__Text to read__.
-- begin --
The conventional wisdom over the last year or so has been predictable: cheap, plentiful natural gas would be our salvation, particularly in markets like the US which have large reserves of previously untapped natural gas. Articles like this one from the Motley Fool and this one from Forbes restate the party line: that “cheap natural gas was supposed to be the answer to our dependence on dirty old coal.”
However, as we’ve argued here for a while now, this scenario is too good to be true. Sure, over the last 10 years, we are at historic lows – look at the descent in the price of natural gas futures from mid-2008 to the beginning of 2012.
But why the big plunge? Shale gas fracking poured a huge amount of cheap natural gas into a country with relatively few natural gas applications, so of course, when you massively increase supply without increasing demand at the same rate, prices will plummet.
However, what happens when utilisation and uptake increases…but infrastructure doesn’t keep pace with demand? Add the coldest winter in 30 years, and what happens: scarcity pricing, causing spikes that on the Transco pipeline in New York, reached an average of $120 per mmBtu and as high as $135 per mmBtu on the 21st of January, breaking the previous record of $55 per mmBtu which had been set just two weeks before.
-- end --
Reproduce, word for word, the portion of the natural gas article between "However, as we’ve" and "beginning of 2012.", inclusive.

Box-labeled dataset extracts
-- begin --
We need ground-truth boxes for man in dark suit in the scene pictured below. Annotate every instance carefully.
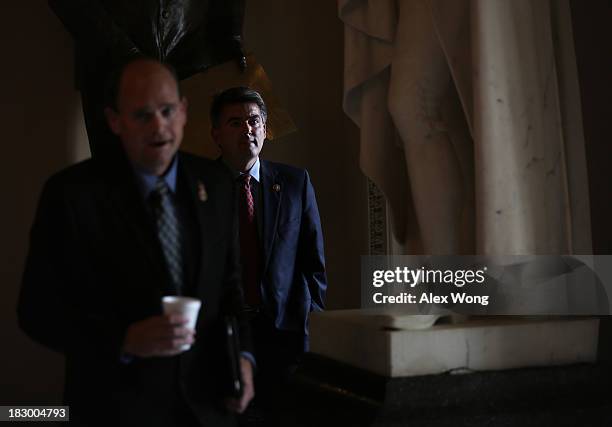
[18,60,253,427]
[211,87,327,412]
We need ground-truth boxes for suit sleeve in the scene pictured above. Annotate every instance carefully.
[17,182,125,361]
[49,0,140,61]
[297,172,327,311]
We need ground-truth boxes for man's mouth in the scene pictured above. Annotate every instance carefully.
[149,140,172,148]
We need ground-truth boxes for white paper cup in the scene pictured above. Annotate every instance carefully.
[162,296,202,350]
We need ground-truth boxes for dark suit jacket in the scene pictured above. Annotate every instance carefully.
[18,149,250,426]
[260,160,327,350]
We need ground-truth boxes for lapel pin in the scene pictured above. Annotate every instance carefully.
[198,181,208,202]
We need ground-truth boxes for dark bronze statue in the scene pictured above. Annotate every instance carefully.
[49,0,246,156]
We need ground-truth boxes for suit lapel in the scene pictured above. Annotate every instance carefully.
[99,155,170,302]
[260,160,283,273]
[179,153,215,302]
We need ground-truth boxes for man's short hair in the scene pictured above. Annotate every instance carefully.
[210,86,268,128]
[104,55,181,111]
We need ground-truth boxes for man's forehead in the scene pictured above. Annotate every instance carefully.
[223,102,261,117]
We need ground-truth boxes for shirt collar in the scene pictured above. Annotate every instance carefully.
[134,156,178,199]
[224,157,261,182]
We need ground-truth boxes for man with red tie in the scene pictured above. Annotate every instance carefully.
[211,87,327,424]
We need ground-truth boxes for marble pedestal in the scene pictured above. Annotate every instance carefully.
[280,311,612,427]
[310,310,599,377]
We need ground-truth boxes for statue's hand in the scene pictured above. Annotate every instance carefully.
[231,36,247,73]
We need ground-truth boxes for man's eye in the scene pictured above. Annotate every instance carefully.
[161,105,176,118]
[248,117,261,127]
[134,111,153,123]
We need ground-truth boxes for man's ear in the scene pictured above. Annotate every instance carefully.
[179,96,189,123]
[210,126,221,148]
[104,107,121,135]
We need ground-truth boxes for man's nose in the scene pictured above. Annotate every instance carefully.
[151,112,166,132]
[242,121,255,134]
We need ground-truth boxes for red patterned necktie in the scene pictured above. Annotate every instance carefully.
[239,174,261,306]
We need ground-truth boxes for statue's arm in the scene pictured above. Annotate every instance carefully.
[49,0,139,59]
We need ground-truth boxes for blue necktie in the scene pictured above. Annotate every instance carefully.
[151,177,183,294]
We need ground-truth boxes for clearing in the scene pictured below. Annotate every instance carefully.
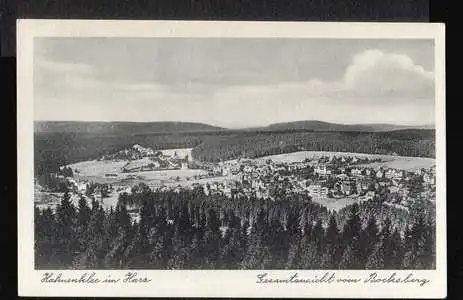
[255,151,436,171]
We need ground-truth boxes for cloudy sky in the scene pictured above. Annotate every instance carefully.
[34,38,434,128]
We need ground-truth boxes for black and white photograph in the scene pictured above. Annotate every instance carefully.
[19,20,446,298]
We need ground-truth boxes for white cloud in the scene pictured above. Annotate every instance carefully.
[36,50,434,127]
[343,50,434,98]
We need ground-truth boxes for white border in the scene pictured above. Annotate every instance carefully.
[17,20,447,298]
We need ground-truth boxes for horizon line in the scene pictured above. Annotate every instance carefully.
[33,119,435,130]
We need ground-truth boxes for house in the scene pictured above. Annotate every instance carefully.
[350,168,362,176]
[307,184,328,197]
[341,183,352,195]
[376,170,384,178]
[423,173,435,184]
[314,165,328,175]
[365,191,375,199]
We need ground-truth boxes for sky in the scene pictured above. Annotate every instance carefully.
[34,37,435,128]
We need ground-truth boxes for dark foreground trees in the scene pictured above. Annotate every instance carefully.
[35,189,435,269]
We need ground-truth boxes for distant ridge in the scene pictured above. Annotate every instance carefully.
[34,121,434,134]
[34,121,226,134]
[259,121,434,132]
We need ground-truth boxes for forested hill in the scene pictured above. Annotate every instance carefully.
[258,121,434,132]
[34,121,225,135]
[192,129,435,162]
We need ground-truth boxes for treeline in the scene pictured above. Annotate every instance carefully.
[35,188,435,269]
[34,133,205,176]
[34,130,435,175]
[192,130,435,162]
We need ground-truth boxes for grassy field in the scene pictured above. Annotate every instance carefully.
[160,148,193,161]
[256,151,436,171]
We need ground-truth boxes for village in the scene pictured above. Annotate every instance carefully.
[36,145,436,219]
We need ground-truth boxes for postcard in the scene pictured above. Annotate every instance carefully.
[17,19,447,298]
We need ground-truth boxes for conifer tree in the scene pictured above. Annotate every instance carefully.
[56,191,78,268]
[321,214,342,269]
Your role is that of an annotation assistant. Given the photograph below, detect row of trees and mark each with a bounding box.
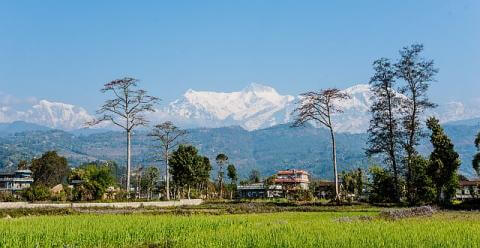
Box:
[293,44,466,204]
[367,44,460,205]
[23,44,468,204]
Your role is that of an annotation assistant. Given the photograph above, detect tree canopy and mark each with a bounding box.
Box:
[30,151,70,187]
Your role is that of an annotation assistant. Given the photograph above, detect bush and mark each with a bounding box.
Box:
[0,192,16,202]
[289,190,313,201]
[22,185,51,202]
[368,166,402,203]
[380,206,435,220]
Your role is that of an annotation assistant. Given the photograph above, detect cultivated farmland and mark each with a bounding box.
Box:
[0,211,480,248]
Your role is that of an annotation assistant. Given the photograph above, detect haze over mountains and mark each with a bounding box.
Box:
[0,83,480,133]
[0,84,480,178]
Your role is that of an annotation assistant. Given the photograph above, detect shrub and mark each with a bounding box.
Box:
[289,190,313,201]
[0,192,16,202]
[23,185,51,201]
[380,206,435,220]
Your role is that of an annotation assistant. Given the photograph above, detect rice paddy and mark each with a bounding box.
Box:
[0,212,480,248]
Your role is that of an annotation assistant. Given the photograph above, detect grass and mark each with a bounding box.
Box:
[0,211,480,248]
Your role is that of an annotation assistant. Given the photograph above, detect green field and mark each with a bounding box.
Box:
[0,212,480,248]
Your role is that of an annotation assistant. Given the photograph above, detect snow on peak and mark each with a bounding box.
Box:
[154,83,295,130]
[2,100,92,130]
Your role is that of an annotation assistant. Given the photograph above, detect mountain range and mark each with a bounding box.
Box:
[0,83,480,133]
[0,119,480,178]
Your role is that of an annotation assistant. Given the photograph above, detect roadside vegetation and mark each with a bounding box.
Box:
[0,210,480,248]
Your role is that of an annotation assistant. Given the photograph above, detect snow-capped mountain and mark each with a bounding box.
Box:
[0,100,92,130]
[0,83,480,133]
[154,83,295,130]
[154,83,372,133]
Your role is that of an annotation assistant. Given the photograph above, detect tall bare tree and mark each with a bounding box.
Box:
[366,58,402,202]
[293,88,350,200]
[395,44,438,202]
[472,132,480,175]
[87,77,160,192]
[150,121,187,200]
[215,153,228,198]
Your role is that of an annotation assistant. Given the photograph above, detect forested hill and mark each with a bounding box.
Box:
[0,125,478,178]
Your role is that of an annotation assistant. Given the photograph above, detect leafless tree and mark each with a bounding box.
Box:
[293,88,350,200]
[87,77,160,192]
[149,121,187,200]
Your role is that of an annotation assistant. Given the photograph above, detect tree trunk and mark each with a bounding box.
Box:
[126,130,131,194]
[330,127,340,201]
[165,148,170,201]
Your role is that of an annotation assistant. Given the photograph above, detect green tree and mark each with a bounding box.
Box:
[407,155,436,205]
[30,151,70,187]
[17,160,29,170]
[22,185,51,202]
[248,169,261,183]
[427,117,461,204]
[369,166,403,203]
[169,145,211,198]
[87,77,159,192]
[149,121,187,200]
[472,132,480,175]
[215,153,228,198]
[341,168,364,198]
[395,44,438,204]
[227,164,238,184]
[140,166,160,199]
[69,163,115,201]
[227,164,238,199]
[366,58,402,202]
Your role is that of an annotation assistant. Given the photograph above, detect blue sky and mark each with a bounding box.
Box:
[0,0,480,110]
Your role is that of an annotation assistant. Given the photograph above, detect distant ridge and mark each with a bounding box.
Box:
[0,121,51,135]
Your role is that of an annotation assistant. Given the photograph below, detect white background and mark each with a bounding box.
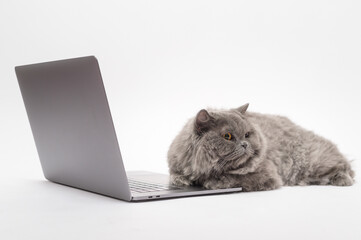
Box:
[0,0,361,240]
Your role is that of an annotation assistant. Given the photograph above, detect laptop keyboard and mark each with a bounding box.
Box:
[128,179,179,193]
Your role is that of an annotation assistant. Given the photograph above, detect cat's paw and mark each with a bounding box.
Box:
[203,176,232,190]
[241,178,282,192]
[170,175,192,187]
[330,173,354,186]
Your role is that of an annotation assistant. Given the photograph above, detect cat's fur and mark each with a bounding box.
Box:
[168,104,354,191]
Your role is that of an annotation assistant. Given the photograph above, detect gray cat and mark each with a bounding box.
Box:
[168,104,354,191]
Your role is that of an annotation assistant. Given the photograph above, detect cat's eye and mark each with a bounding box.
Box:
[223,133,232,140]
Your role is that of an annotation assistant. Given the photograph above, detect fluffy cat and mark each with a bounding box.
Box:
[168,104,354,191]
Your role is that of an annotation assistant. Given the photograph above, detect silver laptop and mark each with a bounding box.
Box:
[15,56,242,201]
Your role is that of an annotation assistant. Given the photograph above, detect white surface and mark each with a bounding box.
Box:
[0,0,361,240]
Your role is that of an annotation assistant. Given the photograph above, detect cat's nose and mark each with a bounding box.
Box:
[241,142,248,148]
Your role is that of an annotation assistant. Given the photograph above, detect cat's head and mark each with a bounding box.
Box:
[192,104,264,175]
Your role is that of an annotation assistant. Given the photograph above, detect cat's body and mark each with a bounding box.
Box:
[168,104,354,191]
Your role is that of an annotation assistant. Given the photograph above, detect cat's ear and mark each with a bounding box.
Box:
[194,109,212,134]
[237,103,249,114]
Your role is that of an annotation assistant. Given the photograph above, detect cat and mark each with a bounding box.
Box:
[168,104,354,191]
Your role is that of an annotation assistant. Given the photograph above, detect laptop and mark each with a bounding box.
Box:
[15,56,242,201]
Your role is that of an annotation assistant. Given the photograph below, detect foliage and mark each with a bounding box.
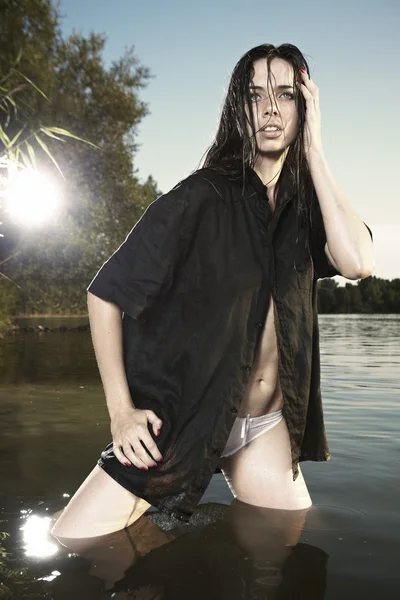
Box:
[0,0,159,324]
[318,277,400,314]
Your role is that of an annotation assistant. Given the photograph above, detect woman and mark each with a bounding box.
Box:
[53,44,373,538]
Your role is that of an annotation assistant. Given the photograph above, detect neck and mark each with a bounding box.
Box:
[254,148,288,190]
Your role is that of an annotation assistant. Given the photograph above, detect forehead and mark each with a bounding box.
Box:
[253,58,294,86]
-- end --
__Task output__.
However, as we’ve argued here for a while now, this scenario is too good to be true. Sure, over the last 10 years, we are at historic lows – look at the descent in the price of natural gas futures from mid-2008 to the beginning of 2012.